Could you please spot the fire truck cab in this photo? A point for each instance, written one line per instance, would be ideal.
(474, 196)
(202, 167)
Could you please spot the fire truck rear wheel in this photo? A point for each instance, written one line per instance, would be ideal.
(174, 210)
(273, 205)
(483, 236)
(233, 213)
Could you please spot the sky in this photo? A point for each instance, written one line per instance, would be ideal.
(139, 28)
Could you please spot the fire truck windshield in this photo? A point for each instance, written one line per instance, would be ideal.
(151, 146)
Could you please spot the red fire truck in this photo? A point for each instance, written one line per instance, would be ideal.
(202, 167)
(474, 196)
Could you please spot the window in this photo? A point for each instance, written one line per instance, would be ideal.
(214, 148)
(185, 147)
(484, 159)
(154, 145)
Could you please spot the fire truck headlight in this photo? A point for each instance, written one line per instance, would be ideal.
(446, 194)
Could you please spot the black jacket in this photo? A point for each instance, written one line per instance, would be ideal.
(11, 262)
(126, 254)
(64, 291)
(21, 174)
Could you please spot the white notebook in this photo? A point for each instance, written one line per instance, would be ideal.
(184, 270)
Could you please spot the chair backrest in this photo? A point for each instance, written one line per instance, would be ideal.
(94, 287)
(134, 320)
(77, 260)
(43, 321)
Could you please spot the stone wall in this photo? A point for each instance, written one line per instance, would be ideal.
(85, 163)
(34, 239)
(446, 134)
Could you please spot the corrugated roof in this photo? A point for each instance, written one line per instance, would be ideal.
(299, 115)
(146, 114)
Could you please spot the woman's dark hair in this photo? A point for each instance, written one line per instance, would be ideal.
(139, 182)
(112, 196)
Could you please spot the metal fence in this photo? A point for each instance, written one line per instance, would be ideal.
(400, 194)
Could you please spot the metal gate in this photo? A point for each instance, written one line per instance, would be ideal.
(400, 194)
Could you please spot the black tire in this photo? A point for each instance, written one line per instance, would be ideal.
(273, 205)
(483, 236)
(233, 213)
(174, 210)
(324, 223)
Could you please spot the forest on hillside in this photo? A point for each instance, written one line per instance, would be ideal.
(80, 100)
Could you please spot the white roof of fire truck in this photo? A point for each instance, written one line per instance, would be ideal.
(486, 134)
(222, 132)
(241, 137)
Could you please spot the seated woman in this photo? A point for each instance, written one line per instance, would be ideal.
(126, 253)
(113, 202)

※

| Try it |
Each entry above, in full, should be output exactly as it reads.

| Answer section |
Could you please spot the fire truck cab in this photo? A point for each instance, written one line per instance, would be ideal.
(474, 196)
(202, 167)
Could you please spot the fire truck rear wheel in this photo? A point for each instance, written one line per instance, would be ideal.
(174, 210)
(273, 205)
(483, 236)
(233, 213)
Could you please spot the sky in this photo? A point for each instance, written one line per instance, would be ideal.
(139, 28)
Could you please spot the fire truck windshield in this photo? A point for each instance, written one line per instance, would be ideal.
(151, 146)
Could you please spot the red fire truck in this photo? A point for each instance, written one line per instance, would be ideal.
(202, 167)
(474, 196)
Could you please spot the window in this photo? A point for each instance, written one line per instance, would be ideal.
(214, 148)
(185, 147)
(484, 159)
(154, 145)
Could you please spot the fire truck headlight in this photo? A point for each instance, written one line per instance, would be ideal.
(446, 194)
Could you please spot the black jacket in this photo? A point for each instance, written one line per instance, would be ideal.
(11, 262)
(126, 254)
(64, 291)
(21, 174)
Could you please spot the white notebook in this photo? A point for each instance, written one line per instance, would be ideal.
(184, 270)
Could you please spot the chair backrest in this photo? A point for each instance, written one line per instance, would be ideal.
(94, 287)
(134, 320)
(77, 260)
(43, 321)
Could you please spot the stone wall in this photo? A point for each instance, written one line per instance, would be ideal.
(85, 163)
(34, 239)
(446, 134)
Could you please spot the corrugated roof in this photo? A point for each instance, written one line per instance, would be ideal.
(299, 115)
(146, 114)
Could you please spot the woman's dark hair in this photo? A point for each instance, written one line per instance, would be ideal.
(139, 182)
(112, 196)
Could you please spot the metal fence in this photo? A point for each instance, written one line per instance, would be ideal.
(400, 194)
Could you please spot the metal gate in this photo? A point for each instance, written one line per instance, would be ideal.
(400, 194)
Could you please spot the black tire in this photo? A point for each instance, written one line per instance, would be ideal.
(273, 205)
(483, 236)
(233, 213)
(174, 210)
(324, 223)
Could you please spot the forest on hillside in this photo? A point for each instance, written one line per instance, would be ideal.
(80, 100)
Could you please spot the white roof of fire truck in this photo? A point for each instance, written one line per instance, would be ideal.
(486, 134)
(222, 132)
(241, 137)
Could you please spot the seated woman in this photo? A point for each instance, written one line per instance, would be ideal.
(126, 253)
(113, 202)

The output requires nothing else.